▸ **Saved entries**
◆ ◆ ◆ ◆ ◆ ◆ ◆
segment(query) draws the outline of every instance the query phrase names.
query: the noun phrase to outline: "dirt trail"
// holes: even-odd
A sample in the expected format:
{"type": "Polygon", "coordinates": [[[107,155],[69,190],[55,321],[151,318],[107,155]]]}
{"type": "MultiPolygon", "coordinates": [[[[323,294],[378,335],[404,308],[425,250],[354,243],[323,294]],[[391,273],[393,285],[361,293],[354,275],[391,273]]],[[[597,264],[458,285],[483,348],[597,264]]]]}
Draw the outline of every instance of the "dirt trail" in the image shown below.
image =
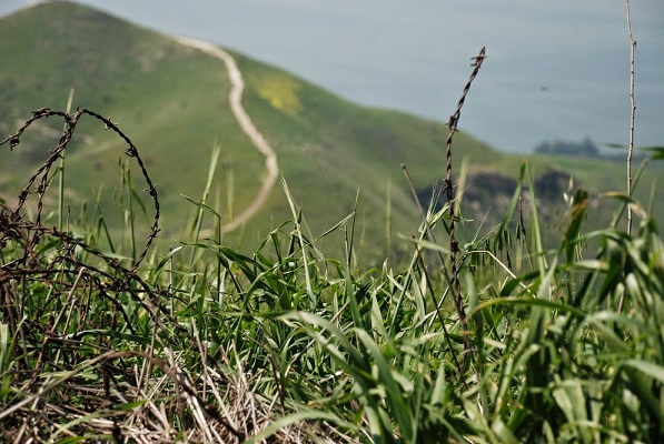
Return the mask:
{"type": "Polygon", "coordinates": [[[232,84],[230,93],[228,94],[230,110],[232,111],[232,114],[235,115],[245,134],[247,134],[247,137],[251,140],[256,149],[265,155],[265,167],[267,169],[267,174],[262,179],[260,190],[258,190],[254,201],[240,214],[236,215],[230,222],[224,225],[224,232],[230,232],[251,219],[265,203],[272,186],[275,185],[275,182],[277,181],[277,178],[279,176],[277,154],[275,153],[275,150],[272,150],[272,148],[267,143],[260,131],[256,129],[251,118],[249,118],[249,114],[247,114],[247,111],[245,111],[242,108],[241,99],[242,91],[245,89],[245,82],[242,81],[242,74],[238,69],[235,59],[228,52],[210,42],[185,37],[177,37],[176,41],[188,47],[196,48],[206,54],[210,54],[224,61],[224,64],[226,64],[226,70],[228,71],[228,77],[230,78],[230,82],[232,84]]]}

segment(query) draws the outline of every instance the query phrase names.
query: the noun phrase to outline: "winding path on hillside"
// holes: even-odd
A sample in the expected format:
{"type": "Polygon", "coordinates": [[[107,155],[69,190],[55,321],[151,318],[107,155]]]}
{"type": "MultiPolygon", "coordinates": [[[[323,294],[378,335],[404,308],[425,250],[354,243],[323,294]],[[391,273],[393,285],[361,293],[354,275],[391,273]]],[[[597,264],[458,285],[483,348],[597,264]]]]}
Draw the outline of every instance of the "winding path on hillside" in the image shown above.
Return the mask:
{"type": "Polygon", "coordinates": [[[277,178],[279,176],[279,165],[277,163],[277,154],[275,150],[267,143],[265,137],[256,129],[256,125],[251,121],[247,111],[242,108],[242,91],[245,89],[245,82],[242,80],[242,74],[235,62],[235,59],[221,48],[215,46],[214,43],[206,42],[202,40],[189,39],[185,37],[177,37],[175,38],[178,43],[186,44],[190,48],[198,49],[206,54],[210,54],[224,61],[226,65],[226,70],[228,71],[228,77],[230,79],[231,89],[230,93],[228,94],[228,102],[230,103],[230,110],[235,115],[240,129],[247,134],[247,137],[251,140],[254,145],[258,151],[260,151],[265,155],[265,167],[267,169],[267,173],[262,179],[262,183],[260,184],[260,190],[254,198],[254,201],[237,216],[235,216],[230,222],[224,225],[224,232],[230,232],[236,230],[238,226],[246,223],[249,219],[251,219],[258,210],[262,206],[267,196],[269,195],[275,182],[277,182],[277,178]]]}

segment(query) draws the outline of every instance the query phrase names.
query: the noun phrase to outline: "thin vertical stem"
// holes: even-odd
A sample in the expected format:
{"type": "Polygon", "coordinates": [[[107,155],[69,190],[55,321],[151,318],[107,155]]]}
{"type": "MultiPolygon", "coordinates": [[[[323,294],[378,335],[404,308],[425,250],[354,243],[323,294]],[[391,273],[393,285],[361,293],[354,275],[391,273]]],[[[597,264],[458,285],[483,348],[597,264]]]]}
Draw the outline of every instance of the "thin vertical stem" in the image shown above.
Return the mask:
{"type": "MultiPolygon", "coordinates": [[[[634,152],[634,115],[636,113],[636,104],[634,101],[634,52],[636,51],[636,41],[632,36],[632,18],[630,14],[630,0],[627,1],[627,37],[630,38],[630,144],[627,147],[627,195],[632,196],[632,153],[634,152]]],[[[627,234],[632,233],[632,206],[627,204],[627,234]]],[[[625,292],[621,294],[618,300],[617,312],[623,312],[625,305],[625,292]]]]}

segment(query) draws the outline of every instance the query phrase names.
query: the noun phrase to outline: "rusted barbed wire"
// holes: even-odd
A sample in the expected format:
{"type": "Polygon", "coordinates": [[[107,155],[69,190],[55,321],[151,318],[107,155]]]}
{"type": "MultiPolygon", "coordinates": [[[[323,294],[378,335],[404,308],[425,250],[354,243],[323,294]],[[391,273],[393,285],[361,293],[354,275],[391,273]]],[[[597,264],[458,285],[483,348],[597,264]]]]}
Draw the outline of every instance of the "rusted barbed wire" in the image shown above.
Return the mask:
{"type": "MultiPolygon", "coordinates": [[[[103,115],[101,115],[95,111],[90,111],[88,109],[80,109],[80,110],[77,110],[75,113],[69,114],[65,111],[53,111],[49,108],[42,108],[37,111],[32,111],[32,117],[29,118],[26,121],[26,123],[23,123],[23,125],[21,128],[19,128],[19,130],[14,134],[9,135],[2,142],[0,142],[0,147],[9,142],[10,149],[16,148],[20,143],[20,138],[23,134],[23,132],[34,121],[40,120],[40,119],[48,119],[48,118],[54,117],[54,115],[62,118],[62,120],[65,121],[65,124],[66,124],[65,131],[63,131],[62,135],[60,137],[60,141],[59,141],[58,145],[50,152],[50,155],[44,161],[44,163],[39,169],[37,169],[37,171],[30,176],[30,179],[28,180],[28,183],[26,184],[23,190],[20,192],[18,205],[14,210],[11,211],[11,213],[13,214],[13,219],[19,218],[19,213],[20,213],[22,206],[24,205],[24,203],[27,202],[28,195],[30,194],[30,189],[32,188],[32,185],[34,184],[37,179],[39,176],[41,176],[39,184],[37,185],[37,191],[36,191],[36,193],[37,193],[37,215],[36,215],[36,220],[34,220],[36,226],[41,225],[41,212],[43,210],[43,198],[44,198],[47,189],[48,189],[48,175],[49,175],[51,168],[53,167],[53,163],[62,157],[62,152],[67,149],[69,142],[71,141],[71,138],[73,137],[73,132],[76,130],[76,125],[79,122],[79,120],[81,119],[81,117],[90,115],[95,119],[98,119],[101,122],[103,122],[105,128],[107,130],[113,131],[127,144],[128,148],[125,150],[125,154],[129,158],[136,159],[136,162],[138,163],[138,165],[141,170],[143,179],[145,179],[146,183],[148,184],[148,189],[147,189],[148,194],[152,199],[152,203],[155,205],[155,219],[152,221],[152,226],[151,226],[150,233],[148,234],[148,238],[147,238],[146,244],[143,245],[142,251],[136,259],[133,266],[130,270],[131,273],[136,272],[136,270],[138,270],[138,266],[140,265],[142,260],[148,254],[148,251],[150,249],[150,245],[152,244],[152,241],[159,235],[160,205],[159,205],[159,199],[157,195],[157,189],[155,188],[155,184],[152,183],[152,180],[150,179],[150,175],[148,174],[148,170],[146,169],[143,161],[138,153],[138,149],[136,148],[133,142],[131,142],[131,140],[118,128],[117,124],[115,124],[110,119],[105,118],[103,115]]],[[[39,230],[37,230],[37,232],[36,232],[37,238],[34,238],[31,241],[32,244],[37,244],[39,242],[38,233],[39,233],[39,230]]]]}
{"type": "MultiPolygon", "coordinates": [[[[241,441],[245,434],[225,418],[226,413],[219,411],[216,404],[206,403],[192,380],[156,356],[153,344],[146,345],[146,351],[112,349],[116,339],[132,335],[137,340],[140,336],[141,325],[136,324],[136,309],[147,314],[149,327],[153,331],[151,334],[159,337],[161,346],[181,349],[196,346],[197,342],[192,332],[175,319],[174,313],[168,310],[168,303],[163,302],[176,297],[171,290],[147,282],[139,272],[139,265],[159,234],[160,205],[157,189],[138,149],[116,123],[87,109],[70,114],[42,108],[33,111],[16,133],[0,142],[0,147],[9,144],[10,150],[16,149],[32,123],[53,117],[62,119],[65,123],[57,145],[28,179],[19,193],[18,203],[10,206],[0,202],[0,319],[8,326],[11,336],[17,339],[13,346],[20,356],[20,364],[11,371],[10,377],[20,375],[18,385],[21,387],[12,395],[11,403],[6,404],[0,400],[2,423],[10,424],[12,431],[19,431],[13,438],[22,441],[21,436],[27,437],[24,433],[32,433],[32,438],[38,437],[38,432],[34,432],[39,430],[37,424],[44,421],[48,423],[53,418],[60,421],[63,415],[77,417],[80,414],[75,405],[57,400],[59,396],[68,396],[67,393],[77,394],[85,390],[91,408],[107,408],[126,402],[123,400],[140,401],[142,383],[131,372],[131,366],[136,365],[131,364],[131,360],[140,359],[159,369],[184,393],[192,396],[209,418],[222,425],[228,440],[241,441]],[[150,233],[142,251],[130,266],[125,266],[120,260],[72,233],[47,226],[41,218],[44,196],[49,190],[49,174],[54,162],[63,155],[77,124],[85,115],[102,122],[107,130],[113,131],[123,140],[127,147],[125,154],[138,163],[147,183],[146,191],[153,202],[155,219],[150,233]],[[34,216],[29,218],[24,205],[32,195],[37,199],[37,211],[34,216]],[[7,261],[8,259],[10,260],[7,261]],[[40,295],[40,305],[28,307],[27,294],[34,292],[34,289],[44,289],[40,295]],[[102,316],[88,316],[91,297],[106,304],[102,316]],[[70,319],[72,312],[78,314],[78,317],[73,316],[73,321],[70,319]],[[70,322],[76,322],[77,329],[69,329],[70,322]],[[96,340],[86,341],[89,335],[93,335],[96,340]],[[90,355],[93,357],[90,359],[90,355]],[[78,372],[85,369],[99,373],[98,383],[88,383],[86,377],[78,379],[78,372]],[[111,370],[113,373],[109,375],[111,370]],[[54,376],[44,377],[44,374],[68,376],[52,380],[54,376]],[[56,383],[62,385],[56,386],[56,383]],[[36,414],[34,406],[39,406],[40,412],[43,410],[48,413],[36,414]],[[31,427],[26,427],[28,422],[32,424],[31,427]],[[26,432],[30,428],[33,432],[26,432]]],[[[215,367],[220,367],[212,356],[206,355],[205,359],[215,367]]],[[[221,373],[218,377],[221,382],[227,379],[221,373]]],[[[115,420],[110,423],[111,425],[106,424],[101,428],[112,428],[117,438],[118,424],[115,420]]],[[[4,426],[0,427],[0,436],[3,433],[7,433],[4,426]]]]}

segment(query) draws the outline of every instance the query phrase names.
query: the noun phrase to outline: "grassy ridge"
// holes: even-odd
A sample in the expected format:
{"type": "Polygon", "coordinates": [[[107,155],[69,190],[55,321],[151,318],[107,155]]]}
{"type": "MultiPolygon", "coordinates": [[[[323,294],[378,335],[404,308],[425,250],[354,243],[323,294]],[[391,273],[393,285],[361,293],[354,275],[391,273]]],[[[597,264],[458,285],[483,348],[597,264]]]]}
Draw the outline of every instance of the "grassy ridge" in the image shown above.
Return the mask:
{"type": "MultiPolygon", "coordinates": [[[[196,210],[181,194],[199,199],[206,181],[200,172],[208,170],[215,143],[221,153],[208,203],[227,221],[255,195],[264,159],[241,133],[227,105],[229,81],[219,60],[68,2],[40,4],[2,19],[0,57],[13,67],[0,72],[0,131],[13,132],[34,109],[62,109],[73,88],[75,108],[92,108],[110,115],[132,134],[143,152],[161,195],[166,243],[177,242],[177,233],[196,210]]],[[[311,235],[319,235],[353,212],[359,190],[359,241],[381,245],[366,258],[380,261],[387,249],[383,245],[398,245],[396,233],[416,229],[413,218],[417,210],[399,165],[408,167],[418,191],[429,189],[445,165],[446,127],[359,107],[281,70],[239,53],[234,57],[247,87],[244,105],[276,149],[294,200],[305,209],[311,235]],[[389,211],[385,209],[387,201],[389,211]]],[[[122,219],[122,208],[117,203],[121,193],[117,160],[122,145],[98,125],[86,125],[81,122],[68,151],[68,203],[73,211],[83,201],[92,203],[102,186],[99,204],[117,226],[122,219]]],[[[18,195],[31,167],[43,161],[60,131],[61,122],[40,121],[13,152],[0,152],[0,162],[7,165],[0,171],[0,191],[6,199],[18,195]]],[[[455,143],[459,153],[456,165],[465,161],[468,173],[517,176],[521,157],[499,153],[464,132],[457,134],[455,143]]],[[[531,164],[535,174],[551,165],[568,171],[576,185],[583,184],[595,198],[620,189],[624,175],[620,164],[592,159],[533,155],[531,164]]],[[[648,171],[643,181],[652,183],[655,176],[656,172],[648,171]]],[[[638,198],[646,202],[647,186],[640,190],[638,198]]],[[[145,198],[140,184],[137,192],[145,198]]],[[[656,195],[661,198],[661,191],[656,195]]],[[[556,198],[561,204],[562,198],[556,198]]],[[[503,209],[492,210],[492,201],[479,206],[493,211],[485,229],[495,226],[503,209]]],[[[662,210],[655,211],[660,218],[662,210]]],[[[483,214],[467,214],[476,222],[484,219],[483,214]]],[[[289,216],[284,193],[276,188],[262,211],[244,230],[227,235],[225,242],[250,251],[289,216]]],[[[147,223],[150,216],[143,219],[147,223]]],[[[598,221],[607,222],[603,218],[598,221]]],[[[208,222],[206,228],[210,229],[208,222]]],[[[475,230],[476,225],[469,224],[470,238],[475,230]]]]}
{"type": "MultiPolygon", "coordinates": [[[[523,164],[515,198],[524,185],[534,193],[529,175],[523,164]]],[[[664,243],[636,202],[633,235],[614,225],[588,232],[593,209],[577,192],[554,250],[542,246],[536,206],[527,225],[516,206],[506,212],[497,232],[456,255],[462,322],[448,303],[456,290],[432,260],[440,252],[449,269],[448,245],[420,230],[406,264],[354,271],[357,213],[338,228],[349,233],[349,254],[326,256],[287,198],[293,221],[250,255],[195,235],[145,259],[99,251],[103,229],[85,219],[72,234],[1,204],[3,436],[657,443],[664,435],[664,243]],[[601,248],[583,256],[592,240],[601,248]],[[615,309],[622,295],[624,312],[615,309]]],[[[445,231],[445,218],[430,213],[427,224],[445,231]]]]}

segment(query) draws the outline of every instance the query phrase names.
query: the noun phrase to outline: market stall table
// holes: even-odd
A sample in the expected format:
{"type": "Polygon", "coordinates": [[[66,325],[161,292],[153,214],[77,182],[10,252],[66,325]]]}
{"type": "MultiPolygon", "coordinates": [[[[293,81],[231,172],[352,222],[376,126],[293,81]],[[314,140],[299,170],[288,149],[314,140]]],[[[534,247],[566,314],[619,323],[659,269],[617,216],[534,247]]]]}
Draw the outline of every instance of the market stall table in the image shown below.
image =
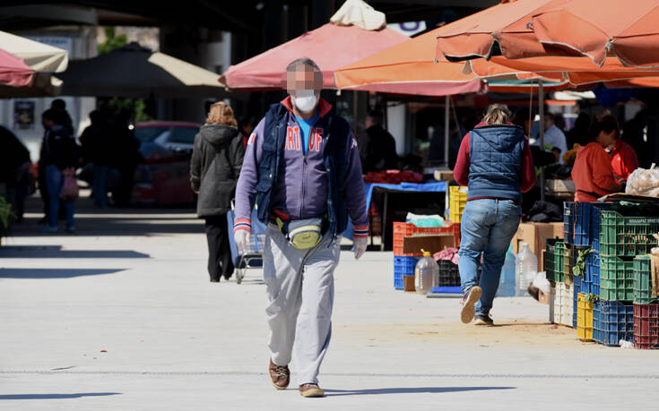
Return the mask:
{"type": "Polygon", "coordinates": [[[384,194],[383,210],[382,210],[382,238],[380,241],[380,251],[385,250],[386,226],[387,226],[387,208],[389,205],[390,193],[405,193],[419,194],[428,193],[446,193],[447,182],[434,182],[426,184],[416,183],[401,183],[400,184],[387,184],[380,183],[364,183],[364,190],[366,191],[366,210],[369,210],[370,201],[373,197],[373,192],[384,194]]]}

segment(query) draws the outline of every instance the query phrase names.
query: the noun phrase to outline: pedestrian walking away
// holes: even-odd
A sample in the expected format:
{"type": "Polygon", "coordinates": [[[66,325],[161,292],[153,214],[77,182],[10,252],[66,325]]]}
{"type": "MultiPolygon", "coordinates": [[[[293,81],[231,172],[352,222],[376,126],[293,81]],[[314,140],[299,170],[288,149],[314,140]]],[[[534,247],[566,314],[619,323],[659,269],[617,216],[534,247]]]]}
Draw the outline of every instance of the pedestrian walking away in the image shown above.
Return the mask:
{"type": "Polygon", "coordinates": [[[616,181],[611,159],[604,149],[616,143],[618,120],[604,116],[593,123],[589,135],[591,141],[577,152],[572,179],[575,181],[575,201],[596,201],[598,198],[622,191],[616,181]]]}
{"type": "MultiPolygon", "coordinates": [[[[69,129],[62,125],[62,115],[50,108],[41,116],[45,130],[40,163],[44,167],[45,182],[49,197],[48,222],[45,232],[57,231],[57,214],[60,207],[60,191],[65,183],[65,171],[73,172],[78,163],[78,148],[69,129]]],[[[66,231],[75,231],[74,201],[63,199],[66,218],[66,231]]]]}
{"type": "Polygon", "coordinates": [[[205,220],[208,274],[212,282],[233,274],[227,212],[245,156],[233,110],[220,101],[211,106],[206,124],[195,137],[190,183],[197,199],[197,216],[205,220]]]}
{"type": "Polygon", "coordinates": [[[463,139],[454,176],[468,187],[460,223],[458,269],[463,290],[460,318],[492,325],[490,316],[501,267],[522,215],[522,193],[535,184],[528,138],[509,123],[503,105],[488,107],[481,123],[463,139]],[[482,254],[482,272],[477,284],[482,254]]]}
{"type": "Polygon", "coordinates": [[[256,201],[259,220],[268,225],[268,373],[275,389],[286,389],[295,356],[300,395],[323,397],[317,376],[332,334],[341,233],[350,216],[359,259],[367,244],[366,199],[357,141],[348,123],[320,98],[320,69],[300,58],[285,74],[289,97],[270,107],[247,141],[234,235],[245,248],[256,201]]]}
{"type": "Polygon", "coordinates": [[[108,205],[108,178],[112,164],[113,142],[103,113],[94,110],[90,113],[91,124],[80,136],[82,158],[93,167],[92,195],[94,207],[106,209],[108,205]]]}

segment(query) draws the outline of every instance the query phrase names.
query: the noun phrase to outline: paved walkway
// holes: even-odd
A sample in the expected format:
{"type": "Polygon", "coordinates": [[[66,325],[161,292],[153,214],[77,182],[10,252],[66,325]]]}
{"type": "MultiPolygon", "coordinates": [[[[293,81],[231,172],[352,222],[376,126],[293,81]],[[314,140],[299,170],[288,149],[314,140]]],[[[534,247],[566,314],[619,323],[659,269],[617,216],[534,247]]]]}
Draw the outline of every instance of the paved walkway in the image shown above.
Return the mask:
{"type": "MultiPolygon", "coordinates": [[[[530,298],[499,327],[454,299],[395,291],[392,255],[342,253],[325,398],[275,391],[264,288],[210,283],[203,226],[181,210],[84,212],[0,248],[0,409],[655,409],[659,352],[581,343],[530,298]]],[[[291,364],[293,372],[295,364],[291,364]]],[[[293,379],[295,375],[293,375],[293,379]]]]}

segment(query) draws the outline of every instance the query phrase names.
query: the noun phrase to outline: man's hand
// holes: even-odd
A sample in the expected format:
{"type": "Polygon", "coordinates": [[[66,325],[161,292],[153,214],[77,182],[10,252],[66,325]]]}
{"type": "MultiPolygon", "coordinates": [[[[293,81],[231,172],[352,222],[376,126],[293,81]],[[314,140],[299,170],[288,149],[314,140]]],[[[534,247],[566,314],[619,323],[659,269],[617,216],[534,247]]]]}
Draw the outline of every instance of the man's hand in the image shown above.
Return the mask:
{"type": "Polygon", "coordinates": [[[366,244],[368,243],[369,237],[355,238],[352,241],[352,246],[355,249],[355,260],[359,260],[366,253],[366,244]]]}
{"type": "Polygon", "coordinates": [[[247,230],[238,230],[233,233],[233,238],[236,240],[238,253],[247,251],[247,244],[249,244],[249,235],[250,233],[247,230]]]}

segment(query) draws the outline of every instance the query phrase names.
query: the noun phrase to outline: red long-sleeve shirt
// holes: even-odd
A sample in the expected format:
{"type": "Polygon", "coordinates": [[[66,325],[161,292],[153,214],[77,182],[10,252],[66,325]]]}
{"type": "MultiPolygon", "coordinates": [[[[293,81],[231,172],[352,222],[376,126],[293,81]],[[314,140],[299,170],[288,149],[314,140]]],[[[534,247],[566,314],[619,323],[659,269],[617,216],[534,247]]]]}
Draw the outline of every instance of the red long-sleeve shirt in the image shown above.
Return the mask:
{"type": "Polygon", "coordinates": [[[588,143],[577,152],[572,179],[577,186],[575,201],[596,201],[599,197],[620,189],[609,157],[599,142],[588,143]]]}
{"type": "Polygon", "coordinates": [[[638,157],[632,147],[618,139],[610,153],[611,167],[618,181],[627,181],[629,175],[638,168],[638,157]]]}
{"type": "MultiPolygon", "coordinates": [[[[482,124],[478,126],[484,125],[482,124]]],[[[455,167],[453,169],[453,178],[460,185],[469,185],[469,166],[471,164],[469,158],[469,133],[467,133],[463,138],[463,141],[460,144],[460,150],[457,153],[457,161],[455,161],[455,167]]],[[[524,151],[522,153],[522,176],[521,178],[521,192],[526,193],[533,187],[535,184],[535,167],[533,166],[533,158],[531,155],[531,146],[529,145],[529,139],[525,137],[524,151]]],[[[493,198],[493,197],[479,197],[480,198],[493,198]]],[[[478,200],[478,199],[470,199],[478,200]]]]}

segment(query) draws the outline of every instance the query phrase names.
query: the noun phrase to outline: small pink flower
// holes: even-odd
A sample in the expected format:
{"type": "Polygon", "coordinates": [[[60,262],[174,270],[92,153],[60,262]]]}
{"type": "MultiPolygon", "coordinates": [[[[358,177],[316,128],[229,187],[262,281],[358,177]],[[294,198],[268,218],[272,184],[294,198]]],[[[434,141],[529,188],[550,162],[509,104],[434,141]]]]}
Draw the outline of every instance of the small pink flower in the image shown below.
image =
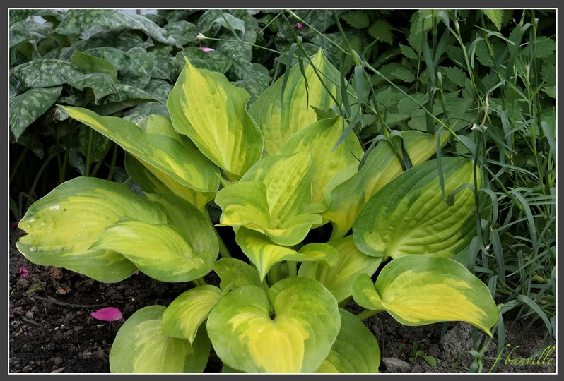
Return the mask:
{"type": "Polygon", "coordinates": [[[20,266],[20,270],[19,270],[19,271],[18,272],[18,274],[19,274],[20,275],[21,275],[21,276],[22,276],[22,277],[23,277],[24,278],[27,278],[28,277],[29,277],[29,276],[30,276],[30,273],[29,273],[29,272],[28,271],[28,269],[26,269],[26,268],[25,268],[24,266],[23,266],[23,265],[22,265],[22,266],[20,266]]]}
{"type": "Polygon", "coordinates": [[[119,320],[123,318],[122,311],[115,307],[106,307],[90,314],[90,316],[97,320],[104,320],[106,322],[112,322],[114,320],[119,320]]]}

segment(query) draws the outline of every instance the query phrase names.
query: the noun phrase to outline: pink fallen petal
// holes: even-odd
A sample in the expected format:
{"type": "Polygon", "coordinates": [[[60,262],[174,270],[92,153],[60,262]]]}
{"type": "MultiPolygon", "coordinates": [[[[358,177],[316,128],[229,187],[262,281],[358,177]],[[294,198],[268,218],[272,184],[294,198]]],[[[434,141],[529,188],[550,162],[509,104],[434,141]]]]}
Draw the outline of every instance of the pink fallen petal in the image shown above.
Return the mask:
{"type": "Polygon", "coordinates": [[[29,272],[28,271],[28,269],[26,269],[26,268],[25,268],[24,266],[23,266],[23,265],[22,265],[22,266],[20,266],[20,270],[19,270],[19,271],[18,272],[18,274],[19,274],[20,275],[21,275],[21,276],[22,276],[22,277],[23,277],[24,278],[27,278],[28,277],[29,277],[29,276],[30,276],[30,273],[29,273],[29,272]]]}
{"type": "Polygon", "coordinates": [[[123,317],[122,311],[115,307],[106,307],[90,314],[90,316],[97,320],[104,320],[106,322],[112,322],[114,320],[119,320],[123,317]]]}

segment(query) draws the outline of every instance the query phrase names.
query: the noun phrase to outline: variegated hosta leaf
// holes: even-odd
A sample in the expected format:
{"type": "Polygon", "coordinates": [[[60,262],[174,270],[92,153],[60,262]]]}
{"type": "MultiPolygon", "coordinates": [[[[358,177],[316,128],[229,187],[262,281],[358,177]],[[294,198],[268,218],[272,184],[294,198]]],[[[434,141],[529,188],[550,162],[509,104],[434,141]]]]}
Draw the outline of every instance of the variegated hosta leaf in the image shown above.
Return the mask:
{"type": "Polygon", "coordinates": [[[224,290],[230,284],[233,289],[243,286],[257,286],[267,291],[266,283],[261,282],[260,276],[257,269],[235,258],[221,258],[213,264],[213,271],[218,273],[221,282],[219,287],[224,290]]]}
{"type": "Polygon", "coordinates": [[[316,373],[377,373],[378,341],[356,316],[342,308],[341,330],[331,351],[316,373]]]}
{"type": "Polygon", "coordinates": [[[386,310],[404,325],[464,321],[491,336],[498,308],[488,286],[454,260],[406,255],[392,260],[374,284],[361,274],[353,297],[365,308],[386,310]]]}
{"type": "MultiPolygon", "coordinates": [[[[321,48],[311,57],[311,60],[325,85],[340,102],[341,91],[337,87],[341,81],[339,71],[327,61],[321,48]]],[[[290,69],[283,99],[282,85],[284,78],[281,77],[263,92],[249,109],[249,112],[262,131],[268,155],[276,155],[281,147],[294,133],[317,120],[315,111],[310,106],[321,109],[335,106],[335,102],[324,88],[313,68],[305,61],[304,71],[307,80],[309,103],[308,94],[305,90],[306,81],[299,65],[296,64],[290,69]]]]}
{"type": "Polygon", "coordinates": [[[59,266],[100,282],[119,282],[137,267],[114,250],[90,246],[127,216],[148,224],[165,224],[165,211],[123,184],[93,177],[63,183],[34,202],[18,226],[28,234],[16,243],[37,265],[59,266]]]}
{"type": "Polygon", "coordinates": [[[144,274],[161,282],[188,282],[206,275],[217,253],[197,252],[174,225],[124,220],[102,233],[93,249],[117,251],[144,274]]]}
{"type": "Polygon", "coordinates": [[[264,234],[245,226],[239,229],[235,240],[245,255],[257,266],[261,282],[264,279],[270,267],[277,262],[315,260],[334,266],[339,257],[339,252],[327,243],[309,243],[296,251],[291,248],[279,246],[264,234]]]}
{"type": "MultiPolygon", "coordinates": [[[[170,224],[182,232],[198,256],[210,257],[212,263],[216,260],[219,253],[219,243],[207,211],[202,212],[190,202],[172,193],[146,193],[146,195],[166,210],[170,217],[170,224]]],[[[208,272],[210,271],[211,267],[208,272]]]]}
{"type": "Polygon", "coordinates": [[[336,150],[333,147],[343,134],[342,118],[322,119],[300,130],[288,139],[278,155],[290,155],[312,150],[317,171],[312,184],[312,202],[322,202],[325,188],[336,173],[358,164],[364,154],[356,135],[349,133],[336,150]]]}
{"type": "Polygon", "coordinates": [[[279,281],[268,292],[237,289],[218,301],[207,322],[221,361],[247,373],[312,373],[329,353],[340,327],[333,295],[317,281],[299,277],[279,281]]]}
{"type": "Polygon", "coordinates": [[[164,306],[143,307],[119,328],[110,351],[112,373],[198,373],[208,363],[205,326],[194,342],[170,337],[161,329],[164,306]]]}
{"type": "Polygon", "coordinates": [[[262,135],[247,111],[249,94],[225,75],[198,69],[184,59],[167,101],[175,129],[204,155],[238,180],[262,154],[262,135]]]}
◆ ◆ ◆ ◆ ◆ ◆ ◆
▸ **WRITTEN REQUEST**
Please find every line in the material above that contains the string "ridge", matching case exactly, and copy each of those lines.

▸ **FINAL RESULT**
query: the noun phrase to outline: "grassy ridge"
Draw the outline of every instance of the "grassy ridge" in the image shown above.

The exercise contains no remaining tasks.